**Exercise requirements**
1. Below is a text on retrograde DiI labeling of rat retinal ganglion cells. Reproduce the passage of it that begins with the words containing "Introduction" and ends with "changes in RGCs.".
2. Write the next part of the text on retrograde DiI labeling of rat retinal ganglion cells, starting after its final sentence.

**Supplied text**
---------------

Introduction
The optic nerve is a part of the central nervous
system and is commonly used to study central nerve damage and
regeneration due to its anatomical particularity. Approximately 95%
of rat retinal ganglion cell (RGC) fibers project to the superior
colliculus (SC) and can be labeled via injection of a fluorescent
tracer into the rat bilateral SC (1,2).
Retrograde labeling of RGCs with
1,1′-dioctadecyl-3,3,3′,3′-tetramethylindocarbocyanine perchlorate
(DiI) and examining the retinas using fluorescence microscopy
following periods of survival, is effective and reliable for the
observation of dynamic changes in RGCs.
An optic nerve lesion not only causes typical
morphological change but is able to activate signal transduction
which may reduce neuronal loss and promote intrinsic axonal
regeneration (3). Partial optic
nerve crush (PONC), an experimental procedure of a standardized and
reproducible incomplete axotomy of the RGCs, mimics the key
pathological progress which is related to RGC apoptosis (4). In the present study, we evaluated the
reliability of the PONC model by retrograde labeling of RGCs by
DiI.
Materials and methods
Animals
All experiments were performed in compliance with
guidelines for animal care of the Association for Research in
Vision and Ophthalmology. A total of 46 adult male Sprague-Dawley
(SD) rats with a body weight of 150–200 g were used in the study.
During experimentation, animals were housed under a 12:12-h
light/dark cycle, with water and food available ad
libitum.
SC retrograde DiI labeling
The DiI suspension was prepared by mixing 3 mg DiI
in 1 ml saline containing 1–3% Triton X-100. Sonication and
repeated agitation produced a mixture of dissolved DiI and small
DiI crystals in suspension. The animals were anesthetized via
intraperitoneal injection of 20% chloral hydrate (420 mg/kg) prior
to surgery and were fixed in a stereotaxic apparatus. Following
skin removal, the cranium was exposed and pierced by a 50-ml
injector needle. The position of the SC was located at the point
behind the fonticuli minor 6.4 mm apart from the mid-line 1.5 mm
and inserting needle 4.0 mm. Using a micro-injector, 1.5 μl 10% DiI
was injected at each point. To compare the effect of the bilateral
and unilateral SC retrograde labeling, six rats were divided into
two groups at random (three rats per group). Another 40 rats with
bilateral SC retrograde labeling underwent partial optic nerve
crush.

---------------

**Information shown**
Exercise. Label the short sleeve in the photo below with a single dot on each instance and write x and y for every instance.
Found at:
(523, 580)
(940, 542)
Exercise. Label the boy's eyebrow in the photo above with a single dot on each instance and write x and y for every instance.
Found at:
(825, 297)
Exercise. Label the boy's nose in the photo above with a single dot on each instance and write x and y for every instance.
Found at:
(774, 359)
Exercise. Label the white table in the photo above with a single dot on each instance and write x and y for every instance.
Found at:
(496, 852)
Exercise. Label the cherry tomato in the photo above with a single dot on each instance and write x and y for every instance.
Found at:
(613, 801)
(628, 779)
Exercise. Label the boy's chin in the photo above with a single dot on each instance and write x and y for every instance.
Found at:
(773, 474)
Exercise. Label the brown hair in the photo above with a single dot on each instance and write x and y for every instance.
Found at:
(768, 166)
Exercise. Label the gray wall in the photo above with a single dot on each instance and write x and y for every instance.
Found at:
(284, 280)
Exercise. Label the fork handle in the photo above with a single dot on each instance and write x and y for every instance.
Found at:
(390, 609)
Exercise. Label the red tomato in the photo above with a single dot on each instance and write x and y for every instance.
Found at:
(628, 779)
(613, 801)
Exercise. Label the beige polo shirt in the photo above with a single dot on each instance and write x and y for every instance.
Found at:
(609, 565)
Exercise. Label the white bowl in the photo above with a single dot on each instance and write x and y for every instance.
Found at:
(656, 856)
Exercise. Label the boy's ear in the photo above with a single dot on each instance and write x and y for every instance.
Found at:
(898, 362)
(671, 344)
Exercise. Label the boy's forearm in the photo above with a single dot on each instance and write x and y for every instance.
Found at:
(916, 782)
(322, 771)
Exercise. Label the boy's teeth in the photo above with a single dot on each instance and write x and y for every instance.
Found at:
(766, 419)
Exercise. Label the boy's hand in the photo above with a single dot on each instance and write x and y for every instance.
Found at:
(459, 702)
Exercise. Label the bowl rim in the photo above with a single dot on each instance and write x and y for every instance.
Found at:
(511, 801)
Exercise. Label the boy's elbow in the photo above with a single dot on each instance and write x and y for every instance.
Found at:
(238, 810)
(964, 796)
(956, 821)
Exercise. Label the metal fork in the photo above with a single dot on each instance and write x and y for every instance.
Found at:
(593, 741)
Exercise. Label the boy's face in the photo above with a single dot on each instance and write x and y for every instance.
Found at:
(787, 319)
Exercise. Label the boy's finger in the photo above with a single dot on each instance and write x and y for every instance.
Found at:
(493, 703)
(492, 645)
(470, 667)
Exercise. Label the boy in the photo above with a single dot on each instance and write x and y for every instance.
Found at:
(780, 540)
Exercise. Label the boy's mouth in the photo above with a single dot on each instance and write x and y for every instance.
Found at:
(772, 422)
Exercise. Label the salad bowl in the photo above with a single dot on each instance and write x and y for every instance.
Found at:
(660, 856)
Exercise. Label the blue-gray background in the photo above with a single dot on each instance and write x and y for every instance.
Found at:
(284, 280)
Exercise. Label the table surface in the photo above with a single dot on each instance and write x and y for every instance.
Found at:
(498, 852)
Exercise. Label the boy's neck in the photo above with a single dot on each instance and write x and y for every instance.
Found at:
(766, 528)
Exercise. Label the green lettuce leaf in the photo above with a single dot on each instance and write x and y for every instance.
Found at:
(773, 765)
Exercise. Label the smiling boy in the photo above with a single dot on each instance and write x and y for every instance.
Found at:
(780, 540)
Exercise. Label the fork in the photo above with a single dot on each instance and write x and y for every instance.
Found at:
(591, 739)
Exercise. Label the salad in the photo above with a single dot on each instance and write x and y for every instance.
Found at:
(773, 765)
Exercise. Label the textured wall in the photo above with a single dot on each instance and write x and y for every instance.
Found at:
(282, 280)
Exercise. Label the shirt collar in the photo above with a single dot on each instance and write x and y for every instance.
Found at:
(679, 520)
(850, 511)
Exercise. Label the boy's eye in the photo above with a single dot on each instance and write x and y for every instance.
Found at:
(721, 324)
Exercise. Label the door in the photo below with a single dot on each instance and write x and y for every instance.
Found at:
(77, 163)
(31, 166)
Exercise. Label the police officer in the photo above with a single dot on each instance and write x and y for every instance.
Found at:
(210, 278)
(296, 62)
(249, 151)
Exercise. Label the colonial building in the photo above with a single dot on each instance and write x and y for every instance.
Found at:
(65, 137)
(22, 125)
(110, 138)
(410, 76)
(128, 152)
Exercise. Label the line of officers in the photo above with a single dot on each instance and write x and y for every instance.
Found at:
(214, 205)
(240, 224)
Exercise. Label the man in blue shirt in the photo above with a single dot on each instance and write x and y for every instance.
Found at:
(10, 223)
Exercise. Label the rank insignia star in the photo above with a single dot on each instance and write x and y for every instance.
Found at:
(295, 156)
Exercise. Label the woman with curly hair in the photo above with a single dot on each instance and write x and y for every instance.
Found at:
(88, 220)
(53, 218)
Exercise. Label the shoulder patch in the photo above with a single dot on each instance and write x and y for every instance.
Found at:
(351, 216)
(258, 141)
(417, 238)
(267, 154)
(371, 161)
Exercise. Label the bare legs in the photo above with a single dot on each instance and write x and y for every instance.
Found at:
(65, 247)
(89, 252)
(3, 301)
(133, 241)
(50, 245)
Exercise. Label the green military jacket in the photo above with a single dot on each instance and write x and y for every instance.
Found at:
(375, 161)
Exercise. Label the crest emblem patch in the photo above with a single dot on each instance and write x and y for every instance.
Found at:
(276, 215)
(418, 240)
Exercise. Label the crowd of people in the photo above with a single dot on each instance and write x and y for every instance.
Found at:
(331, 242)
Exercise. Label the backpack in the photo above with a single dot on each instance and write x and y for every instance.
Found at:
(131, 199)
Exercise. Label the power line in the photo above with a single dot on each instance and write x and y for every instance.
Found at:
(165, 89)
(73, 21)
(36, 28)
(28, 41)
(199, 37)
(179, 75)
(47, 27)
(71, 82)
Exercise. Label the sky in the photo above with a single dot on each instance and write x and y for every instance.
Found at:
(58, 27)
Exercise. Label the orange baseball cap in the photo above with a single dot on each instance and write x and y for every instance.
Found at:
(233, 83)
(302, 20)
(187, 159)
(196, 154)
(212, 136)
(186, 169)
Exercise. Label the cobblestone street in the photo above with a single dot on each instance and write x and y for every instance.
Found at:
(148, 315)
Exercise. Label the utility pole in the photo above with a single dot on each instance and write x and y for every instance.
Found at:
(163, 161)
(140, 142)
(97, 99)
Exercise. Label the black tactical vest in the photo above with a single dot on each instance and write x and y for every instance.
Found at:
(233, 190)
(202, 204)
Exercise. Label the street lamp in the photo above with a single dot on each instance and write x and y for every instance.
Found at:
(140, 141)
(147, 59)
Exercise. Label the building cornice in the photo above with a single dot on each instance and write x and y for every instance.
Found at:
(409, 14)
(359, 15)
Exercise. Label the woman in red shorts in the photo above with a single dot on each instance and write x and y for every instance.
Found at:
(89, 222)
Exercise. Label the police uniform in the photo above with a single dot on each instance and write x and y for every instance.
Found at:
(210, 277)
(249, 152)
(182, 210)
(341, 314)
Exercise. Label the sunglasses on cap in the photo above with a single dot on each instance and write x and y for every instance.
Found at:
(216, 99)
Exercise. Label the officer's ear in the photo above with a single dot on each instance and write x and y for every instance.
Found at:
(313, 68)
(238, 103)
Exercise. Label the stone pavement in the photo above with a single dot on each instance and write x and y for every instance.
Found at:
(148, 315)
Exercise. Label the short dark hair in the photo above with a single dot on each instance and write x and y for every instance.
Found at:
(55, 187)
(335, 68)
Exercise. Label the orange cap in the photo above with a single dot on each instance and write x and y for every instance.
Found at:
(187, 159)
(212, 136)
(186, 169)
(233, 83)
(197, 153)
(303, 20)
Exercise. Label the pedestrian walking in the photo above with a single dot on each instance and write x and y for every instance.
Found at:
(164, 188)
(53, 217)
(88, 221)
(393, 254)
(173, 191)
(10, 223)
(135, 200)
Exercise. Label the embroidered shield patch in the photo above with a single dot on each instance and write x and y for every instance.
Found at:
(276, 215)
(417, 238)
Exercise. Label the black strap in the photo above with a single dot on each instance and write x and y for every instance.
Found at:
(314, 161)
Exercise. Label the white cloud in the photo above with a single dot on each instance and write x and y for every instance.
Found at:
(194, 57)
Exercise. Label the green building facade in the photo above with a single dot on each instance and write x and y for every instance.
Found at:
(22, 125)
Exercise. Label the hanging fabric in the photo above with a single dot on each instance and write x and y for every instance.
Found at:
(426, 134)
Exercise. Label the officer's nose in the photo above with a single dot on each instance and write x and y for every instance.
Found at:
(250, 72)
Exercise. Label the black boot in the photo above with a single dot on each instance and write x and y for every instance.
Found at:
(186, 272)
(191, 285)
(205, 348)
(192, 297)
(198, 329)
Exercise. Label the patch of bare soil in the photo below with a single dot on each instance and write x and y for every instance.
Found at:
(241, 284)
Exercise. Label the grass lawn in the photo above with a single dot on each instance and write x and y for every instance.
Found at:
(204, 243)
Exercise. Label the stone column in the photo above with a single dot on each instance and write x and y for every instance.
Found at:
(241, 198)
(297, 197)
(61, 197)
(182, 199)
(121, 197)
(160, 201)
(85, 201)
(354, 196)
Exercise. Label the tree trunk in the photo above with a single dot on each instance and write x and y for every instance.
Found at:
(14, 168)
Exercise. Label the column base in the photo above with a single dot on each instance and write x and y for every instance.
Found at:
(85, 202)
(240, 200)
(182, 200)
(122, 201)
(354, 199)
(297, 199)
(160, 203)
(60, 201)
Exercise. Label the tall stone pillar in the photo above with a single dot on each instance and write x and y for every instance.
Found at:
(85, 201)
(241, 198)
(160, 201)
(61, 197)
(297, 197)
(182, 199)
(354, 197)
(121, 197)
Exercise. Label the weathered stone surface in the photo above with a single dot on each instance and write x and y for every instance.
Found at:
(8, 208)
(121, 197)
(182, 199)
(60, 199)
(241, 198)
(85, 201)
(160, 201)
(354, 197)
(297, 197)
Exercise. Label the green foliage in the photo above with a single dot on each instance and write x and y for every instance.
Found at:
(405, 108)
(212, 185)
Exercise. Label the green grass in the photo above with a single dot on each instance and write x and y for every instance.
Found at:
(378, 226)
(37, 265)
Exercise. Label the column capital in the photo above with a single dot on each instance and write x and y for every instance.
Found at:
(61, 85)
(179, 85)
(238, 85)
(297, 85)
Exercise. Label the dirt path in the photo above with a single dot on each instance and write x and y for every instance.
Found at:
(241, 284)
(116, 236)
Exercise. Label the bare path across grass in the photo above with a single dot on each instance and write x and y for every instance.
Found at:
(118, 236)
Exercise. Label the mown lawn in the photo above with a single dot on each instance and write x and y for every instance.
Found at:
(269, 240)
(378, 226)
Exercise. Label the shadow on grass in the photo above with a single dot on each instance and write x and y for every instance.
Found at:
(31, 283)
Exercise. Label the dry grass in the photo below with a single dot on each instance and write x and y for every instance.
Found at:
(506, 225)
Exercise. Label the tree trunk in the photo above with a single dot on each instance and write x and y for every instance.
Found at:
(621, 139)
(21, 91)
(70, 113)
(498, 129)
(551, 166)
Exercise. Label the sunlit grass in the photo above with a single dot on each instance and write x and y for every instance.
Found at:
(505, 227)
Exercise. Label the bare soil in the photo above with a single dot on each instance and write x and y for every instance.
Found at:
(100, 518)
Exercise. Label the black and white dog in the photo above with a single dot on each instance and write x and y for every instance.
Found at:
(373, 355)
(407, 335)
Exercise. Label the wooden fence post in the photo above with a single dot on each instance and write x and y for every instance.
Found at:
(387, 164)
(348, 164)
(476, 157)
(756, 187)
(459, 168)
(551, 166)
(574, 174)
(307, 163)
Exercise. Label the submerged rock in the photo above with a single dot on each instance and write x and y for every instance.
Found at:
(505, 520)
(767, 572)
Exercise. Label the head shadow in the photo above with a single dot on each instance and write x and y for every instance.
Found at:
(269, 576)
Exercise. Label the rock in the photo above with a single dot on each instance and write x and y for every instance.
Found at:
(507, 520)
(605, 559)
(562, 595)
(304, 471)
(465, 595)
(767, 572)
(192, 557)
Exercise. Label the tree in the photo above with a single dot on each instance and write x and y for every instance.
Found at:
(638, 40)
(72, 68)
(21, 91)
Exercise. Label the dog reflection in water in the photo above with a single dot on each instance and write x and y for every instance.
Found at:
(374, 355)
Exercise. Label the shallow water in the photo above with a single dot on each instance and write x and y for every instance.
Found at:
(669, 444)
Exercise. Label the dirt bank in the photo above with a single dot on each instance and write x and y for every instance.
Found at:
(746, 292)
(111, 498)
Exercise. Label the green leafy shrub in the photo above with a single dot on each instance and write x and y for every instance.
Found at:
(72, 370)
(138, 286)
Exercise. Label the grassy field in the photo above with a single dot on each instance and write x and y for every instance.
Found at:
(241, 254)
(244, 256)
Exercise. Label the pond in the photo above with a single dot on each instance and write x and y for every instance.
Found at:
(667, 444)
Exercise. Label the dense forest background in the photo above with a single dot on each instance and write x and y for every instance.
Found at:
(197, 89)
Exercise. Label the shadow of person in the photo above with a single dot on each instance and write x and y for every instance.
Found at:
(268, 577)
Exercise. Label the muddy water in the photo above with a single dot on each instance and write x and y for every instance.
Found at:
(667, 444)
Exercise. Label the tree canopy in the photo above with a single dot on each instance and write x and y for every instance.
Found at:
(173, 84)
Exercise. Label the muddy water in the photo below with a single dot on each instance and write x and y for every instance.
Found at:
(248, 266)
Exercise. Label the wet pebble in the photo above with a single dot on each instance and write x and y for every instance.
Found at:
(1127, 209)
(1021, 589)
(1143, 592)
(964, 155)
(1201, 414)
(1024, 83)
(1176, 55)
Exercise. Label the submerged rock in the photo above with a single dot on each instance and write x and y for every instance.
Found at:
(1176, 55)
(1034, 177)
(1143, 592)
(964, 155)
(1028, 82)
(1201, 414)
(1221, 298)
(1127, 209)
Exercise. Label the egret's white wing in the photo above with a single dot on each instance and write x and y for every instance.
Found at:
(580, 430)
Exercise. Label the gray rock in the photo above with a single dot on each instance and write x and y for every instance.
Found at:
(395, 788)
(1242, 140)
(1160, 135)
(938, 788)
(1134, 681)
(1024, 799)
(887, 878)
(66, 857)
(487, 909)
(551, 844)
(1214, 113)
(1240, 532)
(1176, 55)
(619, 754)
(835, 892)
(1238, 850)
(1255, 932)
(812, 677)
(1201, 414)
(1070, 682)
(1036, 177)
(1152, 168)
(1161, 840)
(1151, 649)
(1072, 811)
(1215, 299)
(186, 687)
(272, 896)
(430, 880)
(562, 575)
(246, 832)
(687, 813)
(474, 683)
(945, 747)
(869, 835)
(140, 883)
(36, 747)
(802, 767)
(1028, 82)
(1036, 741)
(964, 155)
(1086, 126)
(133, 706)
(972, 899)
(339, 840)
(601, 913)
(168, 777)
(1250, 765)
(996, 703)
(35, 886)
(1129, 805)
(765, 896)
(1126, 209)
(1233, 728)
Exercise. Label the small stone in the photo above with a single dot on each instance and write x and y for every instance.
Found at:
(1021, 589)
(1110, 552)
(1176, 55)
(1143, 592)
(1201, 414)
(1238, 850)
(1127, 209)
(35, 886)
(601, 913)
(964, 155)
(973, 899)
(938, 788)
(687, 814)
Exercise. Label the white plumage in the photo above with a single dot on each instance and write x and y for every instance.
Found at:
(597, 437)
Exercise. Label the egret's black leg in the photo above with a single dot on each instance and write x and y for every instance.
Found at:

---------------

**Answers by item number**
1.
Introduction
The optic nerve is a part of the central nervous
system and is commonly used to study central nerve damage and
regeneration due to its anatomical particularity. Approximately 95%
of rat retinal ganglion cell (RGC) fibers project to the superior
colliculus (SC) and can be labeled via injection of a fluorescent
tracer into the rat bilateral SC (1,2).
Retrograde labeling of RGCs with
1,1′-dioctadecyl-3,3,3′,3′-tetramethylindocarbocyanine perchlorate
(DiI) and examining the retinas using fluorescence microscopy
following periods of survival, is effective and reliable for the
observation of dynamic changes in RGCs.

2.
PONC model
The animals were anesthetized via intraperitoneal
injection of 20% chloral hydrate (420 mg/kg) after SC retrograde
DiI labeling for three days. The optic nerve of the right eye in
all groups was exposed by opening the meninges of the optic nerve
with the sharp tips of forceps, followed by blunt dissection. The
exposed optic nerve was then partially crushed 1 mm behind the
globe for 5, 10 and 30 sec (mild, moderate and severe crush,
respectively) each with 40 gram power (n=10). A sham-operated
control group (n=10) was treated in the same way on the right eye,
but without closing of the the forceps, to check for any falsifying
influence of surgery on the treatment effects. In all cases, the
retinal blood supply remained grossly intact, as judged on the
basis of a direct microscopic inspection during and after the
procedure.
Quantification of RGCs
The rats were anesthetized via intraperitoneal
injection of 20% chloral hydrate (420 mg/kg) following DiI
application for six days and perfused transcardially with saline
and 4% paraformaldehyde (PFA) for 30 min. Following enucleation,
the eyes were postfixed for 1 h in 4% PFA solution. The retinas
were dissected, vitreal side-up flat-mounted on gelatin-coated
slides and RGC counts were performed immediately using laser
confocal fluorescence microscope. The cell count was performed in
an area approximately the same distance from the optic disc; 1/6,
3/6 and 5/6 of the retinal radius. Three fields were selected where
images were obtained using a digital imaging system (ImagePro 6.0)
and the average number of RGCs/mm2 was calculated.
Statistics
Data were analyzed using SPSS 19.0 software (SPSS,
Chicago, IL, USA). Data were tested for statistical significance
with the independent samples t-test or by analysis of variance
(one-way ANOVA). A P-value <0.05 was considered to indicate a
statistically significant result.
Results
SC retrograde DiI-labeled normal
RGCs
The majority of RGCs were labeled with bilateral SC
retrograde DiI injection and there were more RGCs adjacent to the
optic nerve area than compared with the number in the retina
perimeter; no RGCs were labeled in the blood vessel area (Fig. 1a). The majority of RGCs were not
labeled following unilateral SC retrograde DiI injection (Fig. 1b).
Bilateral SC retrograde DiI-labeled RGCs
in PONC model
The effects of the various PONC extents (5, 10 and
30 sec) on the numbers of labeled RGCs are shown in Figs. 2–5
and Table I. In the 5 sec PONC
group the majority of RGCs were labeled (Fig. 2a). The RGC densities in the regions
1/6, 3/6 and 5/6 of the retinal radius compared to the
sham-operated control group were not significantly different
(P-values = 0.734, 0.461, 0.273; Figs.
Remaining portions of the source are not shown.